> [Problem to solve]: Write a continuation of the passage below on errors in science and the scientific consensus, starting after its final sentence.

───── Selected text

It will be interesting to see what happens and the files have already revealed at least one instance of dubious practice. However, mistakes, "tricks" in data reporting, and even outright fraud do happen in science. It would not be terribly surprising to find one instance of this, at one time, in 20 years of emails. It happens sometimes. What is rare is for the entire scientific consensus to fall for it and for the same conclusions to be reached by many independent lines of evidence. Not impossible, but rare.

We now know for example that a certain experiment in the early 20th century using the photoelectric effect did not, in fact, prove the wave-particle duality of light as was believed at the time.

We also know that certain experiments which were thought to prove Einstein's theory of relativity were inconclusive within the experimental error.

──────────
───── Data listing

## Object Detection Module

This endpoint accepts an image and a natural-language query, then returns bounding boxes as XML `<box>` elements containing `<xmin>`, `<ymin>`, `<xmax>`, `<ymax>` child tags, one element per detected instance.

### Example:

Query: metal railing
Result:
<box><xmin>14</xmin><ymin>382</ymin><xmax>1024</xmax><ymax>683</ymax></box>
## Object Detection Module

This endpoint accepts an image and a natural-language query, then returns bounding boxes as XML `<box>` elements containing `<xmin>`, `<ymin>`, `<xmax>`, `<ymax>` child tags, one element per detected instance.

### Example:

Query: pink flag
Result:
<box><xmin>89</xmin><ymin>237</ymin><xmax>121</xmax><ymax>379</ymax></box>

──────────
───── Data listing

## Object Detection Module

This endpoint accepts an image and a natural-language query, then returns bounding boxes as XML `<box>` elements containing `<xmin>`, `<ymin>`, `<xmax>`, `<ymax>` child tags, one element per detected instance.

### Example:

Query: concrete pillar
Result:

──────────
───── Data listing

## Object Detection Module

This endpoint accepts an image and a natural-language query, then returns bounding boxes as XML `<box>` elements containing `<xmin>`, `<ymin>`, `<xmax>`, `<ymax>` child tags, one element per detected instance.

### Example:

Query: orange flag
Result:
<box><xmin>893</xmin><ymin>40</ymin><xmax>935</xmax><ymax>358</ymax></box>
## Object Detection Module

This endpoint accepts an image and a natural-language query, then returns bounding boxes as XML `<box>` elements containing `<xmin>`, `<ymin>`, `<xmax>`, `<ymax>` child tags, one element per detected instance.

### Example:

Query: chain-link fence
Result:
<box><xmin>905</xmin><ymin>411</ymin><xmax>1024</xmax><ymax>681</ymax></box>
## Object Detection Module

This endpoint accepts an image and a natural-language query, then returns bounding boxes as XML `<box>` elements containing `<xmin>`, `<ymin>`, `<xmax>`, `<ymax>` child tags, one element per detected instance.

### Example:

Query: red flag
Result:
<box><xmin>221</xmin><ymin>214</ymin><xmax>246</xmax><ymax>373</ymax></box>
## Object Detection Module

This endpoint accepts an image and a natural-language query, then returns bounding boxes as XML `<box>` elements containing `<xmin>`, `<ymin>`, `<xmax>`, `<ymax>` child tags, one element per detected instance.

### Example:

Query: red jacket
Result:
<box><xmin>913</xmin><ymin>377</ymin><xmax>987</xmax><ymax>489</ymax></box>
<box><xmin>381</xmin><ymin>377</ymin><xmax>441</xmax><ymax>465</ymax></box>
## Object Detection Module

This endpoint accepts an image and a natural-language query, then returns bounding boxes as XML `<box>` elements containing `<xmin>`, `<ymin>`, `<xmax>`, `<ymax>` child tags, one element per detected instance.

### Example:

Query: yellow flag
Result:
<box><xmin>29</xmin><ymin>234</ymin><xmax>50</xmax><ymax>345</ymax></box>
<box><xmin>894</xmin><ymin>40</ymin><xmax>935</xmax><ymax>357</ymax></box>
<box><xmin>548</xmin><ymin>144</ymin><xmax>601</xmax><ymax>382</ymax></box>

──────────

> [Task result]:
We know that even the testimony of Holocaust survivors can be very unreliable and the soap-making is actually a myth.

We know that certain fossil finds, like Piltdown Man, were a hoax.

Does this disprove evolution? The Holocaust? Relativity? Quantum mechanics? No. Significant, yes, and definitely worth examining and worth raising doubts and questions. But not necessarily a slum-dunk for the skeptics.
If we were to apply such a standard, by the way, then the global warming skeptics would have been completely discredited a LONG time ago due to the pattern of misrepresentation and distortion.